▶ Goal
Determine how many lines of the material below contain the string "earth", with letter case taken into account. State only that number.

▶ Data listing

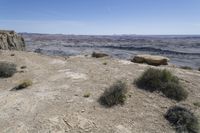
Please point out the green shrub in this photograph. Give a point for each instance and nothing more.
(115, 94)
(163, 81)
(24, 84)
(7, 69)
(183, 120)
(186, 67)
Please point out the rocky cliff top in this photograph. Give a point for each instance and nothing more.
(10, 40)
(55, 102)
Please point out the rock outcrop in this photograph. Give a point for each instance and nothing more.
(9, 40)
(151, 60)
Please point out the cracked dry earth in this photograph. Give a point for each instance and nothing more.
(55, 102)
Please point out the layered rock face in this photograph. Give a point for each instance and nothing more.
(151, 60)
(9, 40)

--

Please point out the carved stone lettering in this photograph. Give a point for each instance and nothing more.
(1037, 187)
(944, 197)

▶ Answer to the problem
1